Set down all of the data exactly as it appears.

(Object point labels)
——————————

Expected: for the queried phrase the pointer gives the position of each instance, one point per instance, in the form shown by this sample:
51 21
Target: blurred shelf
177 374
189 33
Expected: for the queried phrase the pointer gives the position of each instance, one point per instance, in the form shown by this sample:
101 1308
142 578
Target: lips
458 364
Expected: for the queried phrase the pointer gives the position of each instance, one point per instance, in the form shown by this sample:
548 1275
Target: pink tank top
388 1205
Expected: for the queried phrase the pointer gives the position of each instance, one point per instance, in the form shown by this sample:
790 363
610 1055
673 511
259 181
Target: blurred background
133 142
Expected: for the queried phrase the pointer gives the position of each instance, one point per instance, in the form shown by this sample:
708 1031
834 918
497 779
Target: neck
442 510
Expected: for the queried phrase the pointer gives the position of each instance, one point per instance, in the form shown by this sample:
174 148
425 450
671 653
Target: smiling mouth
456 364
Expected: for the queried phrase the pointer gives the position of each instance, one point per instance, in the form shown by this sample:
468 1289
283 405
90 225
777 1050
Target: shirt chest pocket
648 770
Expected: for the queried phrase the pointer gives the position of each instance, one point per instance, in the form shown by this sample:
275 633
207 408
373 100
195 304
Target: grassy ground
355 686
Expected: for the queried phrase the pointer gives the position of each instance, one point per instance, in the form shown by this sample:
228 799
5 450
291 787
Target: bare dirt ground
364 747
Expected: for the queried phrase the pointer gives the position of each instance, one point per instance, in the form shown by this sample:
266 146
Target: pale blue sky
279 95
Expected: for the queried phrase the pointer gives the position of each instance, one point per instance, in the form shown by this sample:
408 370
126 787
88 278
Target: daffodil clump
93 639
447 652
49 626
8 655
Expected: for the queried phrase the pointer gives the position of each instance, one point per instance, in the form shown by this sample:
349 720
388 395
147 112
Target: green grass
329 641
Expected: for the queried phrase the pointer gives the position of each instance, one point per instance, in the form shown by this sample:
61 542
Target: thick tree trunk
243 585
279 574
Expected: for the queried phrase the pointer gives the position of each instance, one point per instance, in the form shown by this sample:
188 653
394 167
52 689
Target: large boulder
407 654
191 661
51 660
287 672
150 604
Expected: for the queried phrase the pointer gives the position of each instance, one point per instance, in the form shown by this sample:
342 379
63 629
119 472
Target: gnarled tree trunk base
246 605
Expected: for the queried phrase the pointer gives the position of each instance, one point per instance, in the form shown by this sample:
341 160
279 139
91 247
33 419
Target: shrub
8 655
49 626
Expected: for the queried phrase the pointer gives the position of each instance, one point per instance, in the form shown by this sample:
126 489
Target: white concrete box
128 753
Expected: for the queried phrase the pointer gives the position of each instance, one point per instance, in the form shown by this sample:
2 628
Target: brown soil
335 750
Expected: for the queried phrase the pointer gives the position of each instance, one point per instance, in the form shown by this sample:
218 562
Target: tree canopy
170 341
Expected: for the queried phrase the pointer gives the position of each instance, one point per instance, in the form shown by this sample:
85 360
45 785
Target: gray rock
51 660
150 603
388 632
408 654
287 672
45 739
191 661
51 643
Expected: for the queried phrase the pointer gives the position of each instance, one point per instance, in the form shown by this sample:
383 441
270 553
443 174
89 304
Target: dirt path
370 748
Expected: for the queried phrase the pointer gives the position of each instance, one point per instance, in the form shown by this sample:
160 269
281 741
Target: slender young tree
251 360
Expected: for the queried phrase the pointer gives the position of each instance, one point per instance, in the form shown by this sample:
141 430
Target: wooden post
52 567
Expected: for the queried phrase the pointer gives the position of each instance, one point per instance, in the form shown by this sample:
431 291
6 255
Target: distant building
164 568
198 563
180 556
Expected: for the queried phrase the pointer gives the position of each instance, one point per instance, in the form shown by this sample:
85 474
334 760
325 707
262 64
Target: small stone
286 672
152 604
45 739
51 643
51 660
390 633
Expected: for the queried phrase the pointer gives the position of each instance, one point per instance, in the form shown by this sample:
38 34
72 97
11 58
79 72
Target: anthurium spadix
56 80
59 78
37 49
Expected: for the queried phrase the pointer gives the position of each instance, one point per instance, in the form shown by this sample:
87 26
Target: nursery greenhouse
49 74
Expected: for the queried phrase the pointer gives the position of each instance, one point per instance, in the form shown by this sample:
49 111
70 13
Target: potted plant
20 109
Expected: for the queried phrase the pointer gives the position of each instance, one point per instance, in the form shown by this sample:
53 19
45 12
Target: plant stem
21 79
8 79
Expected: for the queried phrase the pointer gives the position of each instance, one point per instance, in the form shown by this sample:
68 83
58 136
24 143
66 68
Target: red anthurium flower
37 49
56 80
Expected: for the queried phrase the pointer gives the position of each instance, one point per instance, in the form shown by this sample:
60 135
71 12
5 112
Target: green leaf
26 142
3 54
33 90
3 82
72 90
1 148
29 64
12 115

——————————

• Correct output
Expected: for the queried phrase the pointer gives the position of each instance, one point per instance, in the form shown by this sample:
51 21
Target: blurred shelf
177 374
189 33
Expected: for the queried phrase the pointer gives the position of each instance, one point per instance, in the form shown by this sample:
101 1308
142 578
Target: lips
458 364
Expected: for the queried phrase the pointer gives the position of each instance, one point per instance, in the form shown by this sample:
548 1275
Target: pink tank top
388 1205
Expected: for the queried phrase the pointer gives the position of each instance, one point per instance, in the form shown by this sample:
790 363
610 1055
673 511
259 181
Target: blurred background
133 142
Expected: for the queried phrase the pointer gives the position of each instance, one point per instance, in the form shown by this sample:
708 1031
834 918
497 779
Target: neck
442 510
Expected: for the queried phrase the pointer gives the position of each instance, one point per instance, in the form shown by this sample:
174 148
425 450
671 653
Target: smiling mouth
456 364
Expected: for the queried phrase the pointer gives the position of each instance, one point per instance, in the form shown by this sample:
468 1289
283 405
90 225
777 1050
Target: shirt chest pocket
648 770
Expected: for the queried phrase the pointer gives the position of each instance, one point per instance, in the form shown by this sample:
275 633
207 408
373 100
195 304
Target: grassy ground
355 686
Expected: for the queried phrase the pointer gives the position of each instance, one point per instance, in the form shown by this sample:
228 799
5 450
291 787
Target: bare dirt ground
364 747
Expected: for the queried phrase the pointer gives the position of each instance, one point per instance, in the form shown by this sample:
266 146
Target: pale blue sky
279 95
Expected: for the queried phrase the pointer gives the position of each instance, one point per instance, in the form shown by this sample:
408 370
126 787
88 278
Target: daffodil clump
93 639
447 652
49 626
8 655
Expected: for the queried phrase the pointer gives the position of each instance, one point per instance, in the form shown by this sample:
349 720
388 395
147 112
Target: green grass
329 641
Expected: for the queried phrase the pointer gives the position of each instance, one point per instance, in the form shown by this sample:
61 542
Target: thick tree trunk
243 585
279 574
Expected: for the queried phrase the pointer gives the position of each instance, one point per instance, in the form shown by this sample:
188 653
394 167
52 689
Target: large boulder
407 654
191 661
51 660
287 672
150 604
Expected: for the queried phrase the pointer gives the position of each instance, one point per instance, in the form shown by this sample:
342 379
63 629
119 472
Target: gnarled tree trunk base
246 605
Expected: for the queried phrase the pointer gives the position of each instance, one point per instance, in the form shown by this sample:
341 160
279 139
91 247
33 419
Target: shrub
8 655
49 626
Expected: for the queried phrase the pointer gives the position of each instance, one point per instance, in the form shown by this sample:
126 489
Target: white concrete box
128 753
Expected: for the queried phrase the pointer gives the position of each instance, one point per instance, in the form shown by this sample:
2 628
Target: brown soil
335 750
Expected: for the queried phrase the pointer gives the position of each instance, one point per instance, in the form shown by this sample:
218 562
Target: tree canopy
170 341
Expected: for the queried phrase the pointer gives the position of each instance, one point per instance, in the form shown by this sample:
85 360
45 785
Target: gray rock
51 660
150 603
388 632
408 654
287 672
45 739
191 661
51 643
Expected: for the queried phrase the pointer gives the position of each instance, one point per instance, in the form shown by this sample:
383 441
270 553
443 174
89 304
Target: dirt path
370 748
Expected: for the queried phrase the pointer gives the position of each instance, one point per instance, in the form shown by this sample:
160 269
281 741
Target: slender young tree
251 360
Expected: for the queried phrase the pointer gives the position of each instance, one point per instance, in the form shown by this sample:
141 430
Target: wooden post
52 567
Expected: for the queried phrase the pointer gives the position of each instance, one point per instance, in the form shown by this sample:
431 291
6 255
Target: distant building
164 568
198 563
180 556
Expected: for the queried phrase the pointer gives the position of each instance, one point per instance, in the form shown by this sample:
85 474
334 760
325 707
262 64
Target: small stone
286 672
152 604
45 739
51 643
51 660
390 633
Expected: for the queried phrase the pointer gives the position of each instance, one point per instance, in the form shown by this sample:
38 34
72 97
11 58
79 72
Target: anthurium spadix
56 80
59 78
37 49
Expected: for the queried phrase the pointer gives the position of each instance, one point per instance, in the form shown by this sample:
87 26
Target: nursery greenhouse
49 74
Expected: for the queried phrase the pointer gives the position of each instance, one point per instance, in the form shown by this sample:
49 111
70 13
Target: potted plant
20 109
Expected: for the queried phrase the pointer gives the position of each instance, one point per instance, in the form shown by this sample:
53 19
45 12
Target: plant stem
21 79
8 79
Expected: for the queried phrase the pointer gives the position of each instance, one point per instance, in the form shown by this sample:
68 83
58 136
24 143
66 68
Target: red anthurium flower
37 49
56 80
Expected: for the queried phrase the pointer gives the position of each instance, one point per instance, in the form shown by this sample:
60 135
71 12
5 112
Target: green leaf
26 142
3 54
33 90
3 82
72 90
1 148
29 64
12 115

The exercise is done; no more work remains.